Exercise brief | The reply should hold every record, copied exactly.

Records for this exercise |
-- Opening Marker --
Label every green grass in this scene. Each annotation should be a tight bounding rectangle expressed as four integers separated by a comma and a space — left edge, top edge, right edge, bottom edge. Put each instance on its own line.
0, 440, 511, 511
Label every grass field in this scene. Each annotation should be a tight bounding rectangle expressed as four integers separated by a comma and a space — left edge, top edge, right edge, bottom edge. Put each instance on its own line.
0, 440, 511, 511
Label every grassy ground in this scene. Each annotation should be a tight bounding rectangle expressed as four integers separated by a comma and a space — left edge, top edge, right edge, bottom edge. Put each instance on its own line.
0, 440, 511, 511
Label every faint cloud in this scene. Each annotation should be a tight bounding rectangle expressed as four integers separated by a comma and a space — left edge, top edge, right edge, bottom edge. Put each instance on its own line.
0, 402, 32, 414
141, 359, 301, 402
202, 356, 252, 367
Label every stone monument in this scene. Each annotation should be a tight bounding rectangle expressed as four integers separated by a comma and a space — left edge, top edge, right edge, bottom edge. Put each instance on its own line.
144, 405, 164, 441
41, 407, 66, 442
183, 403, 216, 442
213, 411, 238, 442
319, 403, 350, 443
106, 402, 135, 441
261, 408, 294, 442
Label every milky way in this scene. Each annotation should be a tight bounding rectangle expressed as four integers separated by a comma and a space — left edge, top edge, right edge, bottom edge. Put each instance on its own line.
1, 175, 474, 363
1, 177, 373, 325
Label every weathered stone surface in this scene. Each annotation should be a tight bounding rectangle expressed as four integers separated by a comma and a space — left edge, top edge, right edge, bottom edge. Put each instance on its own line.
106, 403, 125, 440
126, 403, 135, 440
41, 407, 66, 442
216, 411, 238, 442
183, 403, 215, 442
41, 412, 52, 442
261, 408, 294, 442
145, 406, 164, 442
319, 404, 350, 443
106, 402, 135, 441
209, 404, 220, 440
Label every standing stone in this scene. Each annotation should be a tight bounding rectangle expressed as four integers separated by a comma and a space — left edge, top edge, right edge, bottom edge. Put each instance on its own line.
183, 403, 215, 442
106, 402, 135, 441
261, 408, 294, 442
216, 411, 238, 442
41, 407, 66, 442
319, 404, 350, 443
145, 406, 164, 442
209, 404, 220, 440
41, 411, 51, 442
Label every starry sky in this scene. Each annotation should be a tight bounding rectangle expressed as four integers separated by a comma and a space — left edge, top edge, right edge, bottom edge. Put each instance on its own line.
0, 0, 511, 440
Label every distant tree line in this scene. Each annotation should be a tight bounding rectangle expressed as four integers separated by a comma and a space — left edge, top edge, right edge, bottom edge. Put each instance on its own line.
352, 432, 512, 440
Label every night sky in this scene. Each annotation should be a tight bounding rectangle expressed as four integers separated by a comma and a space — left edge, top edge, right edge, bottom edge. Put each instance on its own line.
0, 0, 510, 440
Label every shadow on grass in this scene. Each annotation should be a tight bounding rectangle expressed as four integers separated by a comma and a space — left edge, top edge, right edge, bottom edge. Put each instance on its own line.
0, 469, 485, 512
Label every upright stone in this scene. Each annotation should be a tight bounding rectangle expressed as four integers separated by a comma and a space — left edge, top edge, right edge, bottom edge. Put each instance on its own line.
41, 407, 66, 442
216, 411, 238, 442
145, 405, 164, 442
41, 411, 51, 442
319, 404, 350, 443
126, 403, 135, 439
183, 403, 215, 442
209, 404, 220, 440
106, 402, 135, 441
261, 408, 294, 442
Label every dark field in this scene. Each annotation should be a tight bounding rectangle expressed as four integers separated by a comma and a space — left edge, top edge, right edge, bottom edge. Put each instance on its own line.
-- Closing Marker --
Result |
Label every green grass in this scene. Each annotation should be a tight bounding rectangle expressed as four integers separated by a comma and a space — left edge, top edge, right edge, bottom edge. Put each instance on its own line.
0, 440, 511, 511
Label every grass field in this scene. Each annotation should be a tight bounding rectangle expressed as four integers separated by a comma and a space — left edge, top edge, right edge, bottom edge. Put each instance on its own line.
0, 440, 511, 511
Label every grassy ground in this scene. Each annotation should be a tight bounding rectangle expressed as four integers separated by a comma and a space — left edge, top edge, right edge, bottom edge. Put each instance on its own line.
0, 440, 511, 511
Label every faint cloud in this scene. Each annotation should be a tight bounding rectangle expressed as four integers separated by a comma and a space — left edge, top edge, right edge, bottom edge. Put each instance on its own line.
0, 402, 32, 414
141, 359, 301, 402
202, 356, 252, 367
Label every stone monument in this scene. Each annotation should be a tight bounding rectangle expressed as four integers separated by a comma and a space — left edge, top edge, right edge, bottom edge. Put each instance on its own line.
144, 405, 164, 441
41, 407, 66, 442
183, 403, 216, 442
213, 411, 238, 442
319, 403, 350, 443
106, 402, 135, 441
261, 408, 294, 442
Label every milky way in this scene. Each annotation should be a tight bounding rectangle expressed as four integers separated by a comma and a space — left edge, top edge, right edge, bottom edge. Put each instance on its own line.
1, 175, 474, 363
1, 177, 373, 325
Label every weathered stone surface in this scene. Each annotation should be a tight bounding rectangle expressed as four integers separated by a comma and a space — left edge, top edge, right edge, bottom edge. Put each instance on its own line.
106, 403, 125, 440
126, 403, 135, 440
41, 407, 66, 442
216, 411, 238, 442
183, 403, 215, 442
41, 412, 52, 442
261, 408, 294, 442
145, 406, 164, 442
319, 404, 350, 443
106, 402, 135, 441
209, 404, 220, 440
Label every standing stone in this scene. Each annotation should be a tight bounding rectangle expressed as four integers separated by a comma and a space — left edge, top edge, right edge, bottom edge. Put each instance on its own line.
183, 403, 215, 442
106, 402, 135, 441
261, 408, 294, 442
216, 411, 238, 442
41, 407, 66, 442
319, 404, 350, 443
145, 406, 164, 442
209, 404, 220, 440
41, 411, 51, 442
Label every starry sky in this scene. Each annotation should be a tight bounding rectangle expressed as four integers separated by a comma and a space — left edge, top edge, right edge, bottom edge. Put each instance on its own line.
0, 0, 511, 440
Label every distant tree line in this scene. Each annotation should be a tight bounding rectangle expressed as four integers separated by a comma and a space — left edge, top edge, right edge, bottom edge. Put each instance on its own line.
352, 432, 512, 440
Label every night sky in this scene. Each annotation should be a tight bounding rectangle expressed as four integers separated by a comma and a space — left edge, top edge, right edge, bottom edge. Put each instance on its own line.
0, 0, 510, 440
Label every shadow on grass in this scene. Each annotation should be a tight bounding rectangle expressed as four integers separated by a comma and a space — left edge, top edge, right edge, bottom edge. Put each instance on its own line.
0, 469, 485, 512
Label every upright stone in this scene. Each annotation should be a tight bounding rectangle expressed as four integers separated by a comma and a space — left edge, top edge, right edge, bottom edge. Put each instance on its own line.
41, 407, 66, 442
216, 411, 238, 442
145, 405, 164, 442
41, 411, 51, 442
319, 404, 350, 443
126, 403, 135, 439
183, 403, 215, 442
209, 404, 220, 440
106, 402, 135, 441
261, 408, 294, 442
Label every dark field in this scene. Each annotation should be a tight bounding rectangle expressed as four integers separated by a comma and a space — left edge, top edge, right edge, bottom edge. Put each instance on its own line.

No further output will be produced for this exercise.